Natural-language object grounding data:
--- --- ---
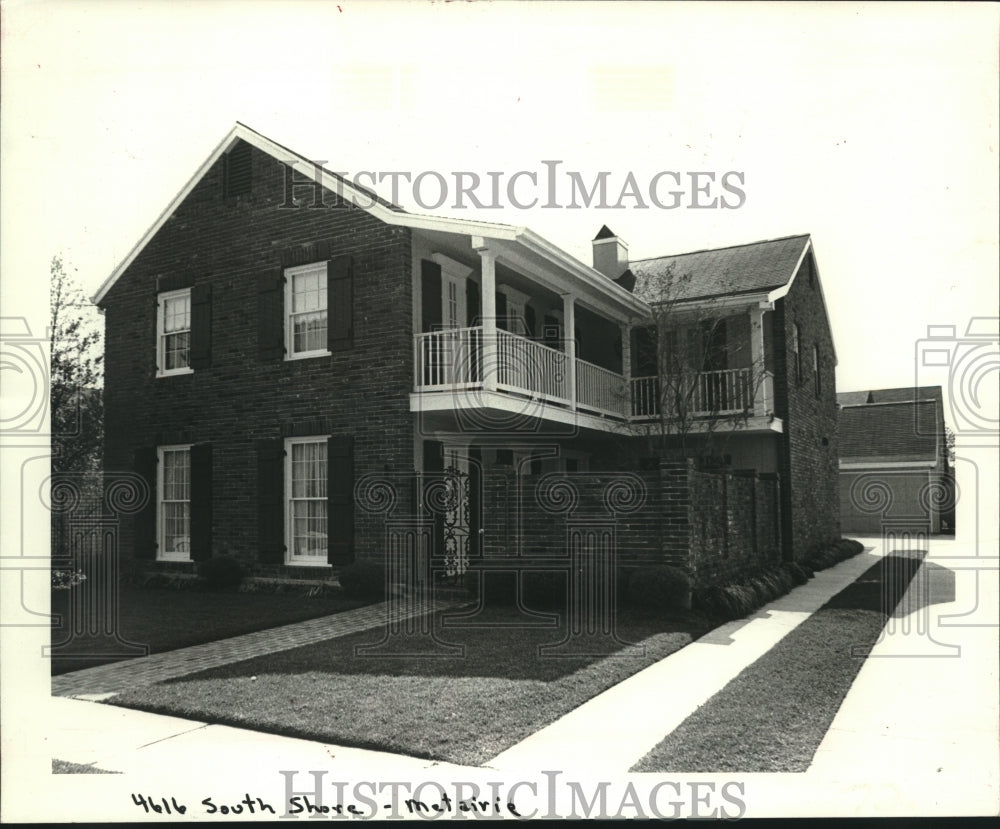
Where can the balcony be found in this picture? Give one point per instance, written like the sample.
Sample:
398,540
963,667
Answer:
459,362
705,394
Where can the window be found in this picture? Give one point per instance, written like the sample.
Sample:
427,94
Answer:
306,491
174,507
306,317
796,341
816,372
173,325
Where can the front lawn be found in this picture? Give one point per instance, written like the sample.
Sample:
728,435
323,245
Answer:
166,619
773,716
463,708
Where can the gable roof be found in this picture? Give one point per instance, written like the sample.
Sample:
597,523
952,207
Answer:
854,398
758,267
387,212
889,432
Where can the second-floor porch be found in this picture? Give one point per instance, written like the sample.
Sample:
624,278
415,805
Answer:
471,367
496,334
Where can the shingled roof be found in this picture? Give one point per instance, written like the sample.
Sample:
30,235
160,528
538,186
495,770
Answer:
752,268
889,432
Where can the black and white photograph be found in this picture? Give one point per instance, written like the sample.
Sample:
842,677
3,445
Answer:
499,410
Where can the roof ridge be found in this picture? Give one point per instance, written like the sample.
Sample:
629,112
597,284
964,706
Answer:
724,247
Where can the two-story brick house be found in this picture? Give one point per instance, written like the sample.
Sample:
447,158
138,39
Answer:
281,339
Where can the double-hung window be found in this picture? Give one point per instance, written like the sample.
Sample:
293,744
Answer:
174,503
306,495
797,352
173,333
306,316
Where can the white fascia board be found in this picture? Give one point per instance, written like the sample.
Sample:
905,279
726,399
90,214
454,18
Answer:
591,277
851,465
161,220
309,172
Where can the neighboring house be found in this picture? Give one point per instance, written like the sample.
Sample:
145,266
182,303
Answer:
894,460
286,378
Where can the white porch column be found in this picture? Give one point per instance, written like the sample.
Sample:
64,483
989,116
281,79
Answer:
569,337
626,329
761,384
488,312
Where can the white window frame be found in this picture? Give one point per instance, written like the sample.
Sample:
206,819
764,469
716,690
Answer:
161,334
161,547
290,558
290,274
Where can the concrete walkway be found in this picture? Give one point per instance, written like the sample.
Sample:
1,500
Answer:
925,702
106,680
629,719
932,717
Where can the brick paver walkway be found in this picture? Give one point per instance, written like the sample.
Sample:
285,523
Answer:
146,670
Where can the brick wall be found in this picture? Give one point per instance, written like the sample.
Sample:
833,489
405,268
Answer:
734,520
809,449
240,399
717,527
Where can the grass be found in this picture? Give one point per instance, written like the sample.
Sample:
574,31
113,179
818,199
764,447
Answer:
773,716
166,619
66,767
460,708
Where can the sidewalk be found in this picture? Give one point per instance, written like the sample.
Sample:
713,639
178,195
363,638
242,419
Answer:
925,714
106,680
628,720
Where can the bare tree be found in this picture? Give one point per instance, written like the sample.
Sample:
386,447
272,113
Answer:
705,378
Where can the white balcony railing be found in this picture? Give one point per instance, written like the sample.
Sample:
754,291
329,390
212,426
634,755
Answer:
601,390
452,360
702,394
449,359
524,365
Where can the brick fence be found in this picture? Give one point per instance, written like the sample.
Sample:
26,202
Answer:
719,527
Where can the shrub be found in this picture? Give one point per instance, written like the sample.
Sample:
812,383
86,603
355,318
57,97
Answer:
220,572
797,573
659,587
363,580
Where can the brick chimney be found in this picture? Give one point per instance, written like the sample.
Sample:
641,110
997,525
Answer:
610,253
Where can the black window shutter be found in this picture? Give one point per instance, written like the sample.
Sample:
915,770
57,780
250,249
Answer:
430,295
472,302
270,500
201,501
339,303
144,464
270,315
502,311
201,327
340,500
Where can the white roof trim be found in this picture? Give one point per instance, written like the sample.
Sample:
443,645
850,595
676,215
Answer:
490,230
887,464
778,293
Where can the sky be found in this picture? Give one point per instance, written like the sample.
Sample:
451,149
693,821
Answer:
872,127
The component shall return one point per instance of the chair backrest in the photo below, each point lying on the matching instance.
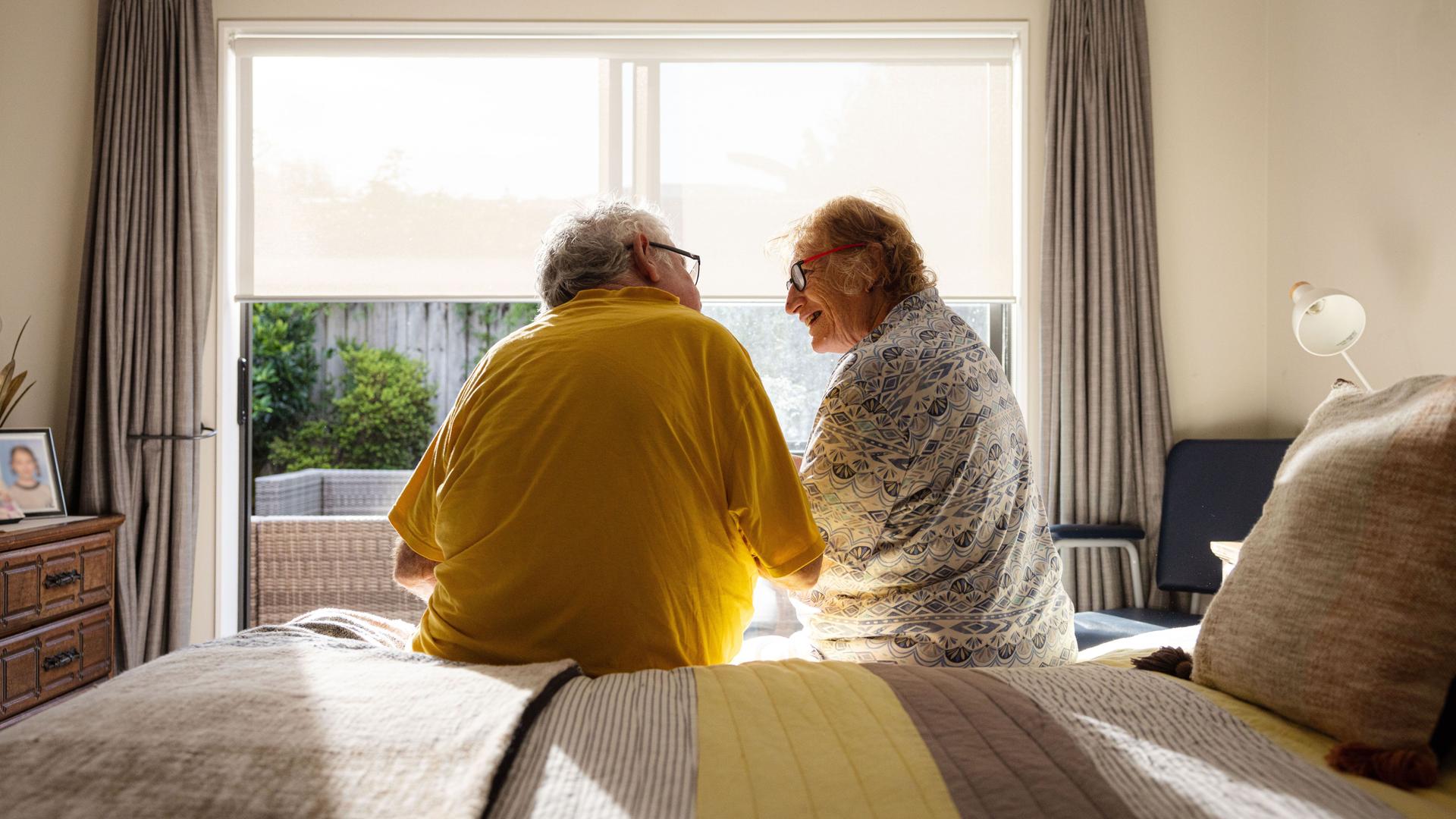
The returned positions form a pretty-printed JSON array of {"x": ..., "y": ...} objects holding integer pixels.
[{"x": 1213, "y": 490}]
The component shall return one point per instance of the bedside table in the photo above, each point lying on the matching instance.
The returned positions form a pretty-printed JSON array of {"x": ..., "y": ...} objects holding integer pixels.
[
  {"x": 1228, "y": 553},
  {"x": 55, "y": 613}
]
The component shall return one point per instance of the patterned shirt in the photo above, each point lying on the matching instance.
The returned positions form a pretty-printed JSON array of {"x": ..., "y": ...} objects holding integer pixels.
[{"x": 919, "y": 479}]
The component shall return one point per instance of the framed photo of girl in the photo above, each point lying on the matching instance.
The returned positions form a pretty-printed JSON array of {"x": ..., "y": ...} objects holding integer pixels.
[{"x": 30, "y": 474}]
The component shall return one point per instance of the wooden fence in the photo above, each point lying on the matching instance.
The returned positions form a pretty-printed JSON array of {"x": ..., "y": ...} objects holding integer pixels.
[{"x": 449, "y": 337}]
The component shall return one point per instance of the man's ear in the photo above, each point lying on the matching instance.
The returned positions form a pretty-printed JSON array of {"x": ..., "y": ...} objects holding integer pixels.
[{"x": 642, "y": 260}]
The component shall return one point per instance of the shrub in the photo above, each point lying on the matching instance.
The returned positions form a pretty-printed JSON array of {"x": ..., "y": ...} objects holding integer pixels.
[
  {"x": 284, "y": 372},
  {"x": 382, "y": 419}
]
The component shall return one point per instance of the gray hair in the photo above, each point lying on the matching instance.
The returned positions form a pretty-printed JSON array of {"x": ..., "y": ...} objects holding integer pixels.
[{"x": 590, "y": 246}]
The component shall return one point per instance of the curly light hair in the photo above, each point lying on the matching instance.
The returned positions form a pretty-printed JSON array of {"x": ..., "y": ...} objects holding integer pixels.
[{"x": 890, "y": 259}]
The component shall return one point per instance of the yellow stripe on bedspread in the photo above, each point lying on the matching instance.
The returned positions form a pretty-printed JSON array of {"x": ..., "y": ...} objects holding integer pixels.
[{"x": 810, "y": 739}]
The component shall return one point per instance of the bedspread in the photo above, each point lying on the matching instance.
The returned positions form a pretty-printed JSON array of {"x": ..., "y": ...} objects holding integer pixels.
[
  {"x": 837, "y": 739},
  {"x": 328, "y": 716},
  {"x": 325, "y": 716}
]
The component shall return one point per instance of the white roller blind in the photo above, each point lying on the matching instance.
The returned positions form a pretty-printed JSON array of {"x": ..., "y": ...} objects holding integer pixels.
[{"x": 424, "y": 168}]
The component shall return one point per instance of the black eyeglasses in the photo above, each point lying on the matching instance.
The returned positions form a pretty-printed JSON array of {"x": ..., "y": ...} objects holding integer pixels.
[{"x": 698, "y": 261}]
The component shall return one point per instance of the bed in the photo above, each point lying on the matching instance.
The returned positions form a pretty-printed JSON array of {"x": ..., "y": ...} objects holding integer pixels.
[{"x": 332, "y": 716}]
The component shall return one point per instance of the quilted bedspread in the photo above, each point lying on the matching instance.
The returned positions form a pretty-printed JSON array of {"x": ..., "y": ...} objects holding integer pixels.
[{"x": 329, "y": 716}]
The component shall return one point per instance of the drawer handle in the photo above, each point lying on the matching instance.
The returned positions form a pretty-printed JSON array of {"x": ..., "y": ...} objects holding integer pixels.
[
  {"x": 63, "y": 659},
  {"x": 61, "y": 579}
]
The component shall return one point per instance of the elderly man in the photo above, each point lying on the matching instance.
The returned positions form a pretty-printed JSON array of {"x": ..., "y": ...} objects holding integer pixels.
[{"x": 612, "y": 477}]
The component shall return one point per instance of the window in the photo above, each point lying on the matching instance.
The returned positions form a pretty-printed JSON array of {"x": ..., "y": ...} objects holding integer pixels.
[{"x": 419, "y": 165}]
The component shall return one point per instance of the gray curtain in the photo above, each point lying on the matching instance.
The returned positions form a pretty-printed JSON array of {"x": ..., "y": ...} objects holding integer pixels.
[
  {"x": 146, "y": 280},
  {"x": 1106, "y": 426}
]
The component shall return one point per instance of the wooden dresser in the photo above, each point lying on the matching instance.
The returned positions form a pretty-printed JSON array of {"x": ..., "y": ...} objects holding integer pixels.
[{"x": 55, "y": 613}]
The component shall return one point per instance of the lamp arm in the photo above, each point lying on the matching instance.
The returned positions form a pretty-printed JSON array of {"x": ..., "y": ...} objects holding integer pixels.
[{"x": 1359, "y": 375}]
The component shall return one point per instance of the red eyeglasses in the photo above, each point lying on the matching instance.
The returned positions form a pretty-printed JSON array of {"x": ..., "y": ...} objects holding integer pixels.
[{"x": 797, "y": 273}]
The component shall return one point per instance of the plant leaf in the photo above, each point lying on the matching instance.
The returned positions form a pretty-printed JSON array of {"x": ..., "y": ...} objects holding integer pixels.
[
  {"x": 8, "y": 390},
  {"x": 6, "y": 417}
]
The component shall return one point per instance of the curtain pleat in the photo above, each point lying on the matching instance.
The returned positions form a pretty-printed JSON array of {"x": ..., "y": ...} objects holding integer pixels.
[
  {"x": 147, "y": 275},
  {"x": 1106, "y": 425}
]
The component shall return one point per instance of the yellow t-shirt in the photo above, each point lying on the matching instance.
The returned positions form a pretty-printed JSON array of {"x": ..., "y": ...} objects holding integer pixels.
[{"x": 601, "y": 490}]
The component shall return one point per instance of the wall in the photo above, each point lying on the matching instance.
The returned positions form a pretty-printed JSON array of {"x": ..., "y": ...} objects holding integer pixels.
[
  {"x": 1360, "y": 191},
  {"x": 1210, "y": 162},
  {"x": 47, "y": 72}
]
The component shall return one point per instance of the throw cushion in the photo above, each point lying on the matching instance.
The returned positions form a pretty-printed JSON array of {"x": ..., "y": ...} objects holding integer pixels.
[{"x": 1341, "y": 613}]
--- --- ---
Assigned task: Each line above that includes "bedspread" should be shown.

Response to the task:
The component shall return one point per instance of the yellow stripe on bedspread in the photo above, each point lying on the matching instance.
The component shall return one point per instance of the bedspread in the photo above, each point lying on the matching instance.
The component shall return one point per instance of the quilted bedspread in the photo above, each point lying on the matching instance.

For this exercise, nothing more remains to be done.